Which lines come from the start of the listing through the line holding "positive clicks: (214, 175)"? Restate exactly those, both included, minus the pictures.
[[ DATA open ]]
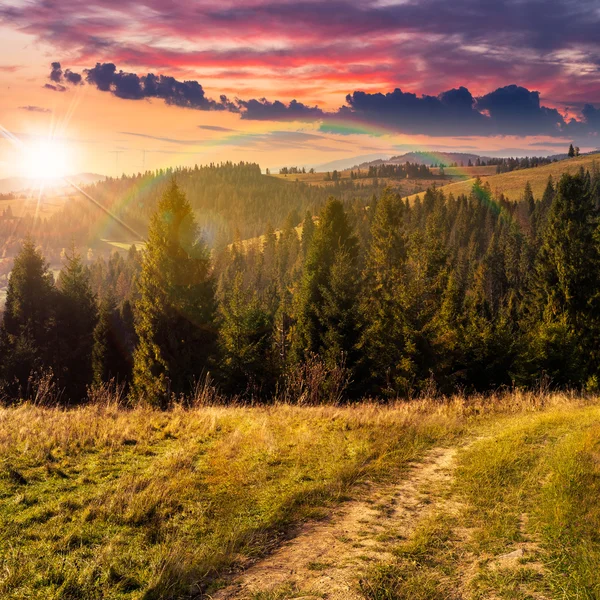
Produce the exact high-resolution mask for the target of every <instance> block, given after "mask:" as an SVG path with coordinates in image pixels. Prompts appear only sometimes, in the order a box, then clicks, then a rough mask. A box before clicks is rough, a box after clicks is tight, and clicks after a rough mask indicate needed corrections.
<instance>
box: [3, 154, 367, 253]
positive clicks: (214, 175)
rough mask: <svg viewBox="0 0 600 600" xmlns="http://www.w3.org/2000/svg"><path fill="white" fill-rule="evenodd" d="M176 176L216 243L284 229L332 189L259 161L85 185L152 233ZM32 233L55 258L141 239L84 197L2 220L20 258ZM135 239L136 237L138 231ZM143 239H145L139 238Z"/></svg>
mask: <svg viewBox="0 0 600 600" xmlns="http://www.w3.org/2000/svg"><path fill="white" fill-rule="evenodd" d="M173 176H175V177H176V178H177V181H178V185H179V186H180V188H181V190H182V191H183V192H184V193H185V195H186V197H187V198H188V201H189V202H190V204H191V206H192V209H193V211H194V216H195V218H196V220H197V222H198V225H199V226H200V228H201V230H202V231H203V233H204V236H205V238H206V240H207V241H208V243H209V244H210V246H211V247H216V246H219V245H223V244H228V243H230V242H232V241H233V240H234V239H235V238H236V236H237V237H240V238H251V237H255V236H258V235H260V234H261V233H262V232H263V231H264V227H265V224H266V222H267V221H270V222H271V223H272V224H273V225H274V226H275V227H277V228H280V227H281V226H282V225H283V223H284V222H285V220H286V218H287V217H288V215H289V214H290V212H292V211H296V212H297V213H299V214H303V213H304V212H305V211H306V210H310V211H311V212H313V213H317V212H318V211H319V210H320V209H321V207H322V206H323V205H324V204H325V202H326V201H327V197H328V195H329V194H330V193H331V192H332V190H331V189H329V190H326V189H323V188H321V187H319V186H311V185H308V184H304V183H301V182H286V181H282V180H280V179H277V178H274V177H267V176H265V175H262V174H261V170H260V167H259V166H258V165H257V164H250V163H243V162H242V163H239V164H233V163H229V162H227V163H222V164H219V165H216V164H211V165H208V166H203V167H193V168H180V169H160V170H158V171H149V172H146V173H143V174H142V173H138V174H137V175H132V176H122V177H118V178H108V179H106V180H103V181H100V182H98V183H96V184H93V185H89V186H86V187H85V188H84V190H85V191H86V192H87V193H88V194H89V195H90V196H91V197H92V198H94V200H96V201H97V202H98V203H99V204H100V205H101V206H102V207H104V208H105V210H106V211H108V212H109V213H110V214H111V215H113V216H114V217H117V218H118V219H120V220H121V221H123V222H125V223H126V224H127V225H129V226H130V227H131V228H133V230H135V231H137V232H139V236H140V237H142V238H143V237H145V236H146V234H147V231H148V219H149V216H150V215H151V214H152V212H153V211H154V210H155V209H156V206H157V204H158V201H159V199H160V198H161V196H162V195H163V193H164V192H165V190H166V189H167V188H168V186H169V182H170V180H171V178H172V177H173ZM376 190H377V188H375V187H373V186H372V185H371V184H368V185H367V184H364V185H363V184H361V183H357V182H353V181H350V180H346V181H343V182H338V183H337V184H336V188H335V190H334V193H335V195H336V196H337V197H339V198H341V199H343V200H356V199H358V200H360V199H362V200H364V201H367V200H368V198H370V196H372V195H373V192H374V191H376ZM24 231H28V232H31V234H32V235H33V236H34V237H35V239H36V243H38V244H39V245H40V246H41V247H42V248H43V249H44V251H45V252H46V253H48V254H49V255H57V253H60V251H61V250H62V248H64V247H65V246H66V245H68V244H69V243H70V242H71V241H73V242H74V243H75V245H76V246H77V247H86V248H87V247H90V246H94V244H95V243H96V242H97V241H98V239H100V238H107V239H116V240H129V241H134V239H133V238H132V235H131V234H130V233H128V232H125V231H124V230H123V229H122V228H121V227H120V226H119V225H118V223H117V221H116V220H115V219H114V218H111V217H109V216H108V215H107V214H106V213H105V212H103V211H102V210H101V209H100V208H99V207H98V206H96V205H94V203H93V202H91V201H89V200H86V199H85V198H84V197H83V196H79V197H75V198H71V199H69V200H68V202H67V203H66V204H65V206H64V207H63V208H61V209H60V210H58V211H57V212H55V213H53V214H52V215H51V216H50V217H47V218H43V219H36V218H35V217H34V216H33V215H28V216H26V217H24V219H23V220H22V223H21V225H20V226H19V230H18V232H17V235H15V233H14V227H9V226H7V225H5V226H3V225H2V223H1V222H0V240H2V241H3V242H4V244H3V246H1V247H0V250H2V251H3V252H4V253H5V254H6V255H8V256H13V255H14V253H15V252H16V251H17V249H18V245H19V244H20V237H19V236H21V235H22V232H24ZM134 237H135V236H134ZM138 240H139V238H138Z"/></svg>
[[ DATA closed ]]
OUTPUT OF THE TASK ::
Produce the exact high-resolution mask for the target of every <instance> block, given after "mask:" as an SVG path with coordinates in image pixels. Prompts appear only sometimes, in the order a box, then clicks, then a rough mask. A box before clicks is rough, a box after clicks is tight, and clicks after a rough mask indicate needed corrections.
<instance>
box: [3, 154, 367, 253]
positive clicks: (214, 175)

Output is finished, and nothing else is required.